Coordinate annotation records:

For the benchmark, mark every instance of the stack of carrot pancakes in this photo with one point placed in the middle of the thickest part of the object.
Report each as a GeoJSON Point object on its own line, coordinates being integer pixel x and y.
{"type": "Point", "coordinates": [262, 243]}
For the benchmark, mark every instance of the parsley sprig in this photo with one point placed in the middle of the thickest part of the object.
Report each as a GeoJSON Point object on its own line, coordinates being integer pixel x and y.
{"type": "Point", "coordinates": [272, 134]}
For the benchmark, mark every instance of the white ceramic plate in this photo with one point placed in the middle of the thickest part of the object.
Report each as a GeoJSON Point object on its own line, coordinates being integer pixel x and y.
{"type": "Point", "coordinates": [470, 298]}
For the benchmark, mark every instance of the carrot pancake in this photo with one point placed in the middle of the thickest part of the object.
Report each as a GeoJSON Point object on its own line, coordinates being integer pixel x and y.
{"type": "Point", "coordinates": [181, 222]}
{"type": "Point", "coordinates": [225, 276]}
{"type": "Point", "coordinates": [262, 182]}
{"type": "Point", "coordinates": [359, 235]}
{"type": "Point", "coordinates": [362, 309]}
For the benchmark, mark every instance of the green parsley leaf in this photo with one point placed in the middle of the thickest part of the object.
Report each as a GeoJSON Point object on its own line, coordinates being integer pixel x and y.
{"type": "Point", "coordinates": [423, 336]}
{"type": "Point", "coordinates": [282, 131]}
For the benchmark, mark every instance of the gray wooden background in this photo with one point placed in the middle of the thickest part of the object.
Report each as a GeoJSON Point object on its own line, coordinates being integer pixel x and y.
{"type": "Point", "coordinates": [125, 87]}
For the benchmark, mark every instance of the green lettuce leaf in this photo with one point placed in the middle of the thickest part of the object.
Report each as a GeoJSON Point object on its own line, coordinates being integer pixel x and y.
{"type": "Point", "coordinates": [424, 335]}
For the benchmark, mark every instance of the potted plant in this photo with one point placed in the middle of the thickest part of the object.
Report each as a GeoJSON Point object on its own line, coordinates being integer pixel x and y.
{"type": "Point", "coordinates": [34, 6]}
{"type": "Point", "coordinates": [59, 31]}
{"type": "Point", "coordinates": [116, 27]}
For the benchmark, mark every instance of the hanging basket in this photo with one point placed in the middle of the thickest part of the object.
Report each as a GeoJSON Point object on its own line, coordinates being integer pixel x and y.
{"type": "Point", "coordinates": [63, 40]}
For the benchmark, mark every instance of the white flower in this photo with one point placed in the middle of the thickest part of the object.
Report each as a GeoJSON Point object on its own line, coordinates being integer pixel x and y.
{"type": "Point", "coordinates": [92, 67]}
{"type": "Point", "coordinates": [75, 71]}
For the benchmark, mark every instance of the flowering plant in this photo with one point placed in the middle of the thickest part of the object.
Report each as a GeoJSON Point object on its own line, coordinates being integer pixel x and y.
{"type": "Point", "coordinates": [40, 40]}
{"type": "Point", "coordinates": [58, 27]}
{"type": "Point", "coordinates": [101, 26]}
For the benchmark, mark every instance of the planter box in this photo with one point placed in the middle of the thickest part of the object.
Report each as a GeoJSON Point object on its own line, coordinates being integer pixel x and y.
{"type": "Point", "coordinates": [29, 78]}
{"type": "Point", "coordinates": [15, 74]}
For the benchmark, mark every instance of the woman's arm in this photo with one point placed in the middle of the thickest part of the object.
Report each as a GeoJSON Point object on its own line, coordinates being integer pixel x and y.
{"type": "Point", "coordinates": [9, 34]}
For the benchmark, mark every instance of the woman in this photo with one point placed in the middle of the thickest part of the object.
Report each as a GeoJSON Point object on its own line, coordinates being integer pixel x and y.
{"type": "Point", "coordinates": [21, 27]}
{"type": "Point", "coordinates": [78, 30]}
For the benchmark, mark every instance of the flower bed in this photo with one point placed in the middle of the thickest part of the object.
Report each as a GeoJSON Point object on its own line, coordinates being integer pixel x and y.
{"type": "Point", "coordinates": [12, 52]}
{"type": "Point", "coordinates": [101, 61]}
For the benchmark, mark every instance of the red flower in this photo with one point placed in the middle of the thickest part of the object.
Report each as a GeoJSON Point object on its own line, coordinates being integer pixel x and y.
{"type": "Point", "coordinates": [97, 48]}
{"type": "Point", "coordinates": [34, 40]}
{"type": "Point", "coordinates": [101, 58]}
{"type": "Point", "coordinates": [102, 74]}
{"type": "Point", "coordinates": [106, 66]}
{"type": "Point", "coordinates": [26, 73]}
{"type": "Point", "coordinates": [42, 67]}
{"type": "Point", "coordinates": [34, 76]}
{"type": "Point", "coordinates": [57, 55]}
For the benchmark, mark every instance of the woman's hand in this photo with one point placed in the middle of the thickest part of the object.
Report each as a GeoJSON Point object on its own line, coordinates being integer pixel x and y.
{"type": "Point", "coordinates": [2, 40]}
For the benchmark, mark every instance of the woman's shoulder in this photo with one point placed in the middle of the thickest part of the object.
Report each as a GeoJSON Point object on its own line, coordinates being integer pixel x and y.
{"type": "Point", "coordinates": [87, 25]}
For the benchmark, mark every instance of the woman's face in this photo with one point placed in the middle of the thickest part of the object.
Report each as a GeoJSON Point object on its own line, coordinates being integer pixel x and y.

**Work to complete:** Retype every one of the records above verbatim, keeping each line as it stands.

**Task output:**
For the benchmark, mark every instance of the stack of carrot pancakes in this photo with one point placed in the middle of the thickest part of the object.
Report each as a GeoJSON Point object on its own line, coordinates being integer pixel x and y.
{"type": "Point", "coordinates": [262, 243]}
For the benchmark, mark every instance of the parsley sprig in this photo with one point placed in the middle of the thickest part of the object.
Report each as a GeoJSON Point object on its own line, coordinates being integer pixel x and y.
{"type": "Point", "coordinates": [272, 134]}
For the benchmark, mark every instance of the white ceramic plate in this photo with one point placed in the middle of the thickest part of the object.
Report each as a GeoJSON Point object on its own line, coordinates being integer pixel x and y.
{"type": "Point", "coordinates": [470, 298]}
For the benchmark, mark every instance of the carrot pancake in this photo with one point placed in the middle of the thickest part of the object.
Report each as a GeoJSON Point object on its own line, coordinates being integer pixel x and y.
{"type": "Point", "coordinates": [181, 222]}
{"type": "Point", "coordinates": [225, 276]}
{"type": "Point", "coordinates": [262, 182]}
{"type": "Point", "coordinates": [359, 235]}
{"type": "Point", "coordinates": [362, 309]}
For the benchmark, mark every instance of the green parsley leaf in this photo with one point placed in the middle of the thickest part of the object.
Report each as a GeoJSON Point object on its own line, coordinates being integer pixel x and y.
{"type": "Point", "coordinates": [423, 336]}
{"type": "Point", "coordinates": [282, 131]}
For the benchmark, mark every instance of the gray wooden background in this photo with one point placed in the middle of the thickest part of the object.
Report each as a GeoJSON Point object on its own line, coordinates being integer pixel x and y.
{"type": "Point", "coordinates": [125, 87]}
For the benchmark, mark every instance of the green lettuce leaf in this photo with one point placed in the middle of the thickest part of the object.
Report each as a GeoJSON Point object on its own line, coordinates being integer pixel x and y.
{"type": "Point", "coordinates": [424, 335]}
For the benchmark, mark every instance of the potted plant in this photo with one point placed in the middle of the thickest part of the object.
Report each as a GeoJSON Point object on its own line, coordinates being integer pixel x and y.
{"type": "Point", "coordinates": [34, 6]}
{"type": "Point", "coordinates": [59, 31]}
{"type": "Point", "coordinates": [116, 27]}
For the benchmark, mark every instance of the hanging basket in this photo with one point placed in the middle of the thickest part of the object.
Report each as a GeoJSON Point object on its own line, coordinates being integer pixel x and y.
{"type": "Point", "coordinates": [63, 40]}
For the benchmark, mark every instance of the white flower in this photo with one point placed in the middle of the thickest part of the object.
Report each as a GeoJSON Point object on its own line, coordinates being integer pixel x and y.
{"type": "Point", "coordinates": [92, 67]}
{"type": "Point", "coordinates": [75, 71]}
For the benchmark, mark every instance of the flowering plant in this photo with one point placed in the middle of the thickest part of the object.
Report each as a GeoJSON Point object on its own line, coordinates being integer pixel x and y.
{"type": "Point", "coordinates": [40, 40]}
{"type": "Point", "coordinates": [58, 27]}
{"type": "Point", "coordinates": [101, 26]}
For the benchmark, mark every instance of the planter box in this photo with one point placed in the middle of the thickest part of the object.
Report each as a GeoJSON Point object on its own line, coordinates being integer pixel x and y.
{"type": "Point", "coordinates": [29, 78]}
{"type": "Point", "coordinates": [15, 74]}
For the benchmark, mark every instance of the woman's arm in this photo with one point placed in the middle of the thickest part of the object.
Report each as a GeoJSON Point object on its own line, coordinates being integer pixel x and y.
{"type": "Point", "coordinates": [9, 34]}
For the benchmark, mark every instance of the woman in this photo with one point placed in the middle of the thickest part of the object.
Report each as a GeoJSON Point object on its own line, coordinates being integer pixel x and y.
{"type": "Point", "coordinates": [21, 27]}
{"type": "Point", "coordinates": [78, 30]}
For the benchmark, mark every instance of the flower bed in this photo with one point placed in the middle of the thickest part of the object.
Report each as a GeoJSON Point object on its own line, coordinates being integer pixel x and y.
{"type": "Point", "coordinates": [12, 52]}
{"type": "Point", "coordinates": [101, 61]}
For the benchmark, mark every instance of the red flower in this photo with one point placed in the middle of the thickest part of the object.
Report each as a GeoJSON Point object on its own line, coordinates being integer pixel x and y.
{"type": "Point", "coordinates": [97, 48]}
{"type": "Point", "coordinates": [34, 40]}
{"type": "Point", "coordinates": [101, 58]}
{"type": "Point", "coordinates": [102, 74]}
{"type": "Point", "coordinates": [106, 66]}
{"type": "Point", "coordinates": [26, 73]}
{"type": "Point", "coordinates": [42, 67]}
{"type": "Point", "coordinates": [34, 76]}
{"type": "Point", "coordinates": [57, 55]}
For the benchmark, mark every instance of the woman's hand in this photo with one point placed in the middle of the thickest part of the object.
Report each as a GeoJSON Point object on its own line, coordinates being integer pixel x and y.
{"type": "Point", "coordinates": [2, 40]}
For the benchmark, mark every instance of the woman's shoulder in this photo with one point placed in the middle of the thickest part of the object.
Report each as a GeoJSON Point object on its own line, coordinates being integer pixel x and y.
{"type": "Point", "coordinates": [87, 25]}
For the benchmark, mark every instance of the woman's face in this photo with one point placed in the middle of the thickest part of the object.
Report each as a GeoJSON Point object on its own line, coordinates being integer pixel x and y.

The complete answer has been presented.